● Exercise aim: Can you edit all of the data below so that "place one marker per instance" is replaced by "put a single marker on each instance" everywhere, with nothing else changed and the pictures left out?

● Supplied records:
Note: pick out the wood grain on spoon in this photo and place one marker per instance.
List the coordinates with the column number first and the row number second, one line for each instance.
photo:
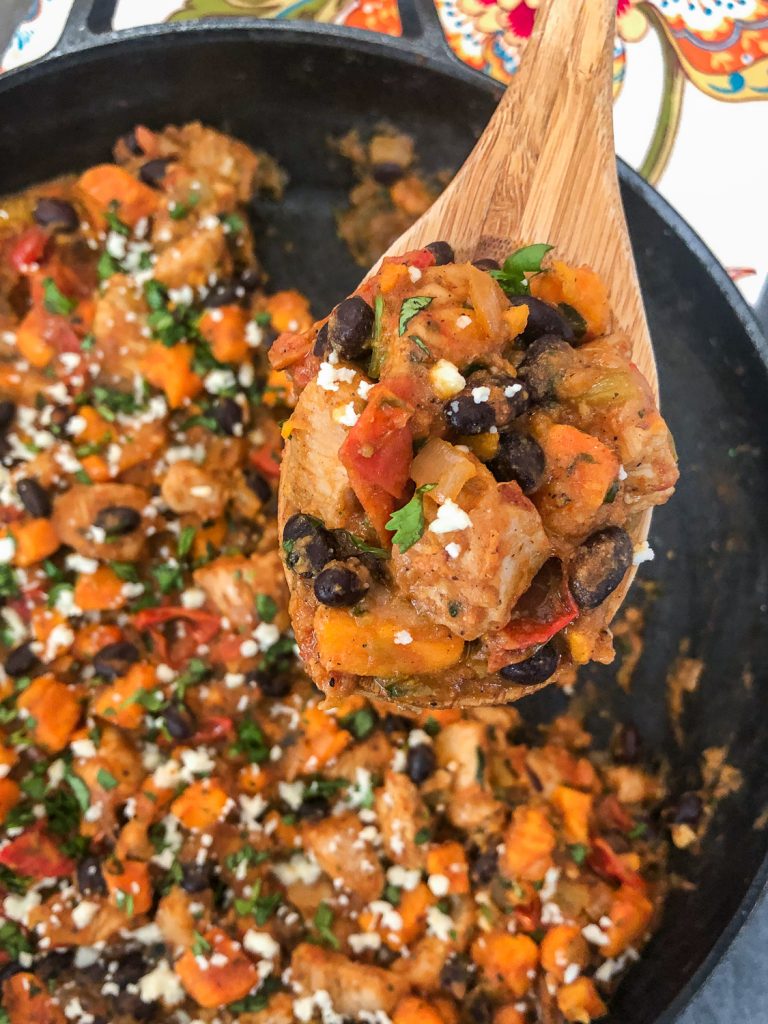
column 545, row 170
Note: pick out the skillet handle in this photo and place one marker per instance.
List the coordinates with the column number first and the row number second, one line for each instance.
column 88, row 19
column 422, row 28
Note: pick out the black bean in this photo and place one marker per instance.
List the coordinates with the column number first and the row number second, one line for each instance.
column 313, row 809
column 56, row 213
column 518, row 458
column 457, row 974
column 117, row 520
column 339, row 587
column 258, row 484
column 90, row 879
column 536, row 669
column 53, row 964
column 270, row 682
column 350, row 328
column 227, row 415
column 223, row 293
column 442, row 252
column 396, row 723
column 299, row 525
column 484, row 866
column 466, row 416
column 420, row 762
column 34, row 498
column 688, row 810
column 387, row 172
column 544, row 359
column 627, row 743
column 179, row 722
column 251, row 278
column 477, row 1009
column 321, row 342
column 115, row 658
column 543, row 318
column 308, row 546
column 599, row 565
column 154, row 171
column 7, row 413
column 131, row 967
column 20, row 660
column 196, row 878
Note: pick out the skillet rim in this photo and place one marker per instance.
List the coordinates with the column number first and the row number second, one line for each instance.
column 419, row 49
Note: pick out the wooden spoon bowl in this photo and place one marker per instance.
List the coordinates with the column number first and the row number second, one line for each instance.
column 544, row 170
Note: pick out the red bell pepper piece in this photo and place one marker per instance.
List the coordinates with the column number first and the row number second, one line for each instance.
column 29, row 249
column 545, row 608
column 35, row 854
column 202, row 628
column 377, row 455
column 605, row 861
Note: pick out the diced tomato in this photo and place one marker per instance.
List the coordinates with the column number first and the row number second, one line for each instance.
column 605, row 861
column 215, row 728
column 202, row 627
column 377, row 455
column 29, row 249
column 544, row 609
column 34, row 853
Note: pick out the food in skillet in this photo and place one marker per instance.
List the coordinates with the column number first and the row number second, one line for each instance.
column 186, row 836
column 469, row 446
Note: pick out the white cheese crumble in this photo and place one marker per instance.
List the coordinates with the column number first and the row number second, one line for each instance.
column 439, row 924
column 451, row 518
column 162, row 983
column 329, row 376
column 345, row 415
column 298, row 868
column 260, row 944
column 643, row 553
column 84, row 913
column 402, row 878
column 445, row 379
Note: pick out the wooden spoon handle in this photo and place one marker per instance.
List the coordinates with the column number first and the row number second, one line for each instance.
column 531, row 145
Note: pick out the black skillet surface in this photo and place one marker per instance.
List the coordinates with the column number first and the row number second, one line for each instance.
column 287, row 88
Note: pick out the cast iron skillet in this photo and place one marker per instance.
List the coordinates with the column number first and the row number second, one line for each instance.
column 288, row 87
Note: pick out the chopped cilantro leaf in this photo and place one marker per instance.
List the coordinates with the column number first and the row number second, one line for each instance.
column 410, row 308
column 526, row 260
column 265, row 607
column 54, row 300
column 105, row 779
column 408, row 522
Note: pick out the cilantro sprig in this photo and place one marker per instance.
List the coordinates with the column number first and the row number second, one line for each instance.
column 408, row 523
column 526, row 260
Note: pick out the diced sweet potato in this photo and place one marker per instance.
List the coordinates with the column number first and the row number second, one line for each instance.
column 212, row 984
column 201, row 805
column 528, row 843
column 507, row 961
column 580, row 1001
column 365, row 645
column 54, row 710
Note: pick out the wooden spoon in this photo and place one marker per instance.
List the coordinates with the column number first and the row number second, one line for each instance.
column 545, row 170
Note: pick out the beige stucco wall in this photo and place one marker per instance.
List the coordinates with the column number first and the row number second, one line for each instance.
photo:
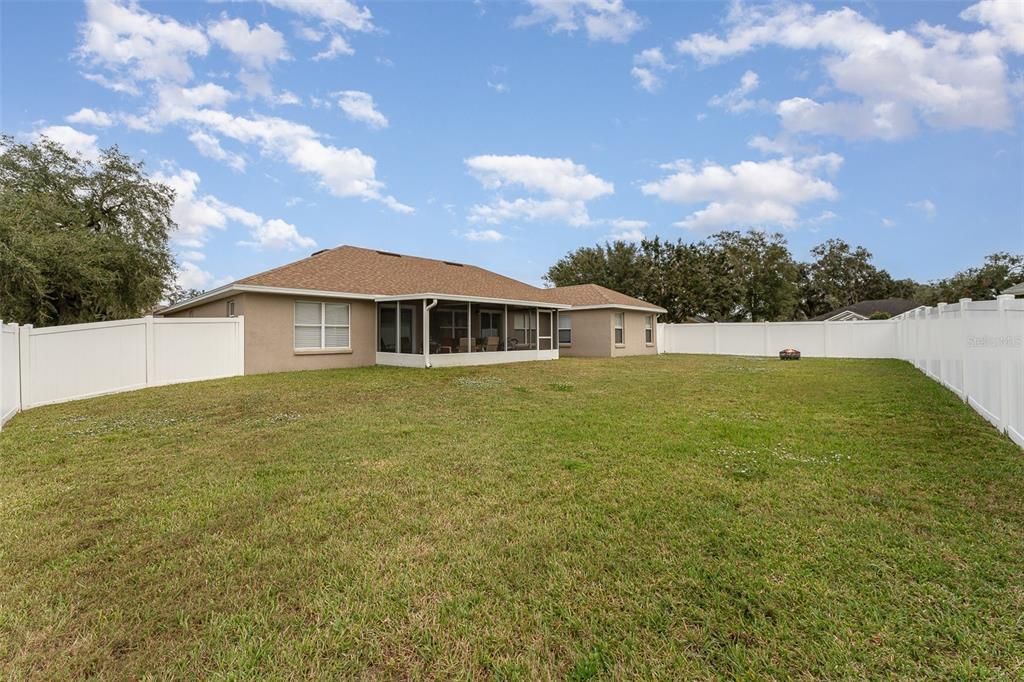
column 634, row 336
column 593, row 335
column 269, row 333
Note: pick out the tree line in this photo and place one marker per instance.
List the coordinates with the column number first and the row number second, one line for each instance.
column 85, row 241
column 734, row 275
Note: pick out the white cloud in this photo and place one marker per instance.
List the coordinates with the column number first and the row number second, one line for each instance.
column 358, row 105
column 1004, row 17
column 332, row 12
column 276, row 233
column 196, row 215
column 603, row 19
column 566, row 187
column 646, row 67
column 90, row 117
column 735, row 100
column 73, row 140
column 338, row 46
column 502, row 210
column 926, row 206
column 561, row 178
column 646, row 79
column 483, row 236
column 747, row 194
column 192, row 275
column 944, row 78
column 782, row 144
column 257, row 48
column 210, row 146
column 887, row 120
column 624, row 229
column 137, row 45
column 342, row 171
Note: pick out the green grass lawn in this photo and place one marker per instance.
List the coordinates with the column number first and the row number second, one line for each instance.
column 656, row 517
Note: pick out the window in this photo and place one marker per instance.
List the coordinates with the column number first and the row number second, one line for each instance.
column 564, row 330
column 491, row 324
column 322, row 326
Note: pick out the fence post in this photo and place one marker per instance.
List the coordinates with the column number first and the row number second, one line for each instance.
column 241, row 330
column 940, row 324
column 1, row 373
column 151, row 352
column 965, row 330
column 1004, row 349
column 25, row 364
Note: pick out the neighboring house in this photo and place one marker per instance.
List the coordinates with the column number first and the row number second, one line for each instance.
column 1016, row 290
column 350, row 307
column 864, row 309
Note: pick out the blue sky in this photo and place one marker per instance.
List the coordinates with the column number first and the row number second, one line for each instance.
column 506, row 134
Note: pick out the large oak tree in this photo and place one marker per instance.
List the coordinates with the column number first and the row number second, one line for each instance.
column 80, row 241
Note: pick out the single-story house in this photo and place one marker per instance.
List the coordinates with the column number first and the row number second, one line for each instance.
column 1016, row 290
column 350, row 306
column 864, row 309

● Reply to the exercise:
Note: pick out the wood grain on spoon in this photo and put a single marker on each instance.
List the coordinates with the column number first and the row number second, one line for each instance.
photo:
column 545, row 170
Note: pick out the skillet handle in this photo and put a single marker on each instance.
List the coordinates with the column number first and the row number second, one line for each instance.
column 88, row 19
column 422, row 28
Note: pick out the black bean in this photo and put a single marker on each instance.
List the coordinates with the column number first and the row number second, one line for each instance.
column 313, row 809
column 56, row 213
column 518, row 458
column 457, row 974
column 117, row 520
column 339, row 587
column 258, row 484
column 90, row 879
column 536, row 669
column 53, row 964
column 270, row 682
column 350, row 328
column 227, row 415
column 223, row 293
column 442, row 252
column 396, row 723
column 299, row 525
column 484, row 866
column 466, row 416
column 420, row 762
column 34, row 498
column 688, row 810
column 387, row 172
column 544, row 359
column 627, row 743
column 179, row 722
column 251, row 278
column 477, row 1009
column 321, row 342
column 115, row 658
column 543, row 318
column 308, row 546
column 599, row 565
column 154, row 171
column 7, row 413
column 131, row 967
column 20, row 660
column 196, row 878
Note: pick out the skillet rim in this photo and put a single marker on each instance.
List the coordinates with the column number first and the row number second, one line for each instance.
column 419, row 49
Note: pick out the wooden spoon bowl in this photo and put a single marker on each instance.
List the coordinates with the column number first and the row number second, one line for each instance.
column 544, row 170
Note: pick out the red bell pepper piece in this photo and put a single marker on each instance.
List the coordinates with the column number first and the row number second, one line for each instance.
column 29, row 249
column 545, row 608
column 35, row 854
column 202, row 628
column 377, row 455
column 605, row 861
Note: pick out the diced tomato in this photo and put a single marker on each instance.
List the coordinates with the column number first and the row number second, one line for each instance.
column 605, row 861
column 215, row 728
column 202, row 627
column 377, row 455
column 29, row 249
column 544, row 609
column 34, row 853
Note: pick out the food in skillet in this photo and put a single marker on each instance.
List the coordinates with the column number first and the row number second, one line for each instance.
column 186, row 836
column 469, row 446
Note: pick out the white cheese crumble in this photo and put a single marker on each instance.
List the coordinates with the column number first and the row number second, one line for each instance.
column 439, row 924
column 451, row 518
column 162, row 983
column 329, row 376
column 345, row 415
column 298, row 868
column 260, row 944
column 643, row 553
column 84, row 913
column 402, row 878
column 445, row 379
Note: pick out the wooden spoon handle in this photo and put a single marker on each instance.
List the coordinates with the column number first and the row number second, one line for each instance.
column 531, row 145
Note: pick out the black skillet surface in this photo and put a single marker on each instance.
List the coordinates with the column number first and the row number second, one line for each instance.
column 287, row 88
Note: pick out the cast iron skillet in this photo and put a single marker on each instance.
List the coordinates with the column number first and the row number second, one line for each instance.
column 288, row 87
Note: pick out the chopped cilantro leaf in this photo and put a single marker on each instance.
List the coordinates with the column number first and the row number second, one line for each instance.
column 410, row 308
column 526, row 260
column 265, row 607
column 54, row 300
column 105, row 779
column 408, row 522
Note: pick out the cilantro sprig in this photo and put a single marker on each instance.
List the coordinates with the column number first and the row number second, one line for each instance.
column 408, row 523
column 526, row 260
Note: pick out the diced sweet potato in this photo and put a single marker on each instance.
List the coordinates with the column number first and the row number second, one line for each instance.
column 212, row 984
column 201, row 805
column 528, row 843
column 507, row 961
column 580, row 1001
column 365, row 645
column 54, row 710
Note: pick out the wooden spoon in this photo and put a single marker on each instance.
List the coordinates with the column number first and the row number second, one line for each instance.
column 545, row 170
Note: pick out the beige stucco wall in this photo and put a single marker on each instance.
List the coordinates with the column number first and the row number second, one line for each instance.
photo:
column 634, row 336
column 593, row 335
column 269, row 333
Note: pick out the tree line in this photo and put a single marker on each instance.
List the coordinates with the column number first and the row number second, one line for each instance.
column 85, row 241
column 734, row 275
Note: pick out the white cloud in this photo and put a single marker on each instance.
List the coordinates with the column number first and the row number second, one line for each instance.
column 358, row 105
column 1004, row 17
column 332, row 12
column 276, row 233
column 196, row 215
column 603, row 19
column 566, row 187
column 646, row 67
column 90, row 117
column 735, row 100
column 73, row 140
column 338, row 46
column 502, row 210
column 926, row 206
column 561, row 178
column 646, row 79
column 483, row 236
column 747, row 194
column 192, row 275
column 944, row 78
column 782, row 144
column 257, row 48
column 210, row 146
column 887, row 120
column 624, row 229
column 137, row 45
column 342, row 171
Note: pick out the green grass lawn in this photo and put a single marker on each instance.
List the coordinates with the column number first and the row number second, one line for each instance.
column 656, row 517
Note: pick out the window in this photo and put a single marker on each instance.
List the coordinates with the column number first and the row number second, one line for each instance.
column 564, row 330
column 491, row 324
column 322, row 326
Note: pick out the fence post in this photo and put a single marker on each instance.
List the coordinates with the column number first and the row number second, one line for each instance.
column 241, row 330
column 940, row 324
column 1, row 373
column 151, row 352
column 965, row 330
column 1004, row 349
column 25, row 364
Note: pick out the neighboring house in this photo and put a single marker on each instance.
List the coordinates with the column number first and the row number second, one line for each instance.
column 1016, row 290
column 350, row 307
column 864, row 309
Note: pick out the blue sky in this photo and put a single marker on each instance.
List the coordinates with the column number first and the row number second, one line for each instance.
column 506, row 134
Note: pick out the large oak tree in this photo and put a single marker on each instance.
List the coordinates with the column number first and the row number second, one line for each instance.
column 80, row 241
Note: pick out the single-story house in this photo and put a single marker on each instance.
List the coordinates with the column number first and the row number second, one line for each instance.
column 1016, row 290
column 350, row 306
column 864, row 309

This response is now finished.